**OPGAVEN**
A - Beantwoord de volgende vragen over de tekst over thuiswerken en wegverbreding hieronder:
(i) Van welke partij is het lid Bouchallikh?
(ii) Op welke datum zijn de vragen ingezonden?
(iii) Op welke datum is het antwoord van de minister ontvangen?
B - Druk uit de tekst over thuiswerken en wegverbreding hieronder het deel af dat begint met de woorden "Antwoord schriftelijke vragen" en eindigt met "6 oktober 2021).".

Antwoord schriftelijke vragen : Antwoord op vragen van het lid Bouchallikh over het bericht 'Meer thuiswerken, minder files; is die verbreding van de weg dan wel nodig?' en het PBL-rapport 'Thuiswerken en de gevolgen voor wonen, werken en mobiliteit'
Vragen van het lid Bouchallikh (GroenLinks) aan de Minister van Infrastructuur en Waterstaat over het bericht «Meer thuiswerken, minder files; is die verbreding van de weg dan wel nodig?» (ingezonden 10 september 2021).
Antwoord van Minister Visser (Infrastructuur en Waterstaat) (ontvangen 6 oktober 2021).
Vraag 1
Bent u bekend met het bericht «Meer thuiswerken, minder files; is die verbreding van
de weg dan wel nodig?»1 en het rapport van het Planbureau voor de Leefomgeving (PBL) «Thuiswerken en de gevolgen
voor wonen, werken en mobiliteit»?2
Antwoord 1
Ja, hiermee ben ik bekend.

(Vermeldingen uit een verzameling)

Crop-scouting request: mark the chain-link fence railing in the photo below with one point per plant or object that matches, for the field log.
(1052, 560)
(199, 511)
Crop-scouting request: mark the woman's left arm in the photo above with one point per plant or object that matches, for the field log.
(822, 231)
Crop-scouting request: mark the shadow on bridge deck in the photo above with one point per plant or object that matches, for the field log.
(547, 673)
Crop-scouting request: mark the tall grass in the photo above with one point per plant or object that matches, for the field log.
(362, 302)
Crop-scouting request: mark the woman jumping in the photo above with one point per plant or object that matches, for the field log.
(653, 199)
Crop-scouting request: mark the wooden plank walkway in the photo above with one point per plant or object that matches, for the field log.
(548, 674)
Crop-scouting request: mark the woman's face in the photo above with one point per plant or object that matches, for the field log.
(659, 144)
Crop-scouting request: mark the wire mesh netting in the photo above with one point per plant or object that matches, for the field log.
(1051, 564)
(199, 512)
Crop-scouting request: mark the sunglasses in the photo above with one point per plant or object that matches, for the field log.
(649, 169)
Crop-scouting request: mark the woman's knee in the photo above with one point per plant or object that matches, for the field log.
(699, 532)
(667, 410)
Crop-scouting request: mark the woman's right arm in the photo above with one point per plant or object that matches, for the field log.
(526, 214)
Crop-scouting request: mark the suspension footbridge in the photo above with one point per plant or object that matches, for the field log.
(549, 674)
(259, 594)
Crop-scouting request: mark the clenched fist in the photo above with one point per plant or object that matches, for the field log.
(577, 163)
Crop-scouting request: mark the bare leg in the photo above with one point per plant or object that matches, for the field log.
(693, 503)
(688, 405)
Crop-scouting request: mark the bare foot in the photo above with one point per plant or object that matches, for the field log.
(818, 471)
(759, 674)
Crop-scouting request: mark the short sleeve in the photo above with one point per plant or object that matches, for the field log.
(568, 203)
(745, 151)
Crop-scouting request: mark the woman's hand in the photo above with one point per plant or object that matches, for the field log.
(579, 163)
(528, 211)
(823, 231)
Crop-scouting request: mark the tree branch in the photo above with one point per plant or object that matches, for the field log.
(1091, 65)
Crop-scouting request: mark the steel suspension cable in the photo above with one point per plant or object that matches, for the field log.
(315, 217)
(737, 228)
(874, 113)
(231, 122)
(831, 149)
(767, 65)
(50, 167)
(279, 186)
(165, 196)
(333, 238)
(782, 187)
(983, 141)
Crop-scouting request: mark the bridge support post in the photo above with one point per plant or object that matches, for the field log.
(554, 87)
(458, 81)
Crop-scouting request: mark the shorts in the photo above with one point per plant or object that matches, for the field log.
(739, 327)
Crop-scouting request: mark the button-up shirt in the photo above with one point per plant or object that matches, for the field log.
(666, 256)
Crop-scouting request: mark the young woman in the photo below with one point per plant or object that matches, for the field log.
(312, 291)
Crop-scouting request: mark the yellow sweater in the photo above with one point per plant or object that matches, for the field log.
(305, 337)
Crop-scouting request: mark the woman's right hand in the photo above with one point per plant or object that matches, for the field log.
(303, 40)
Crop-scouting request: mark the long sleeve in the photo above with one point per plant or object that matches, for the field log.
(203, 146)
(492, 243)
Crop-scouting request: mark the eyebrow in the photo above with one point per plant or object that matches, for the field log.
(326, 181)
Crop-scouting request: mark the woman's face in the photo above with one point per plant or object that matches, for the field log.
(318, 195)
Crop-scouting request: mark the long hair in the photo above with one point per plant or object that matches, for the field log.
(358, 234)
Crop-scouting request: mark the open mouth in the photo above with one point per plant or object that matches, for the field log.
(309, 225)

**ANTWOORDEN**
A -
(i) GroenLinks
(ii) 10 september 2021
(iii) 6 oktober 2021

B -
Antwoord schriftelijke vragen : Antwoord op vragen van het lid Bouchallikh over het bericht 'Meer thuiswerken, minder files; is die verbreding van de weg dan wel nodig?' en het PBL-rapport 'Thuiswerken en de gevolgen voor wonen, werken en mobiliteit'
Vragen van het lid Bouchallikh (GroenLinks) aan de Minister van Infrastructuur en Waterstaat over het bericht «Meer thuiswerken, minder files; is die verbreding van de weg dan wel nodig?» (ingezonden 10 september 2021).
Antwoord van Minister Visser (Infrastructuur en Waterstaat) (ontvangen 6 oktober 2021).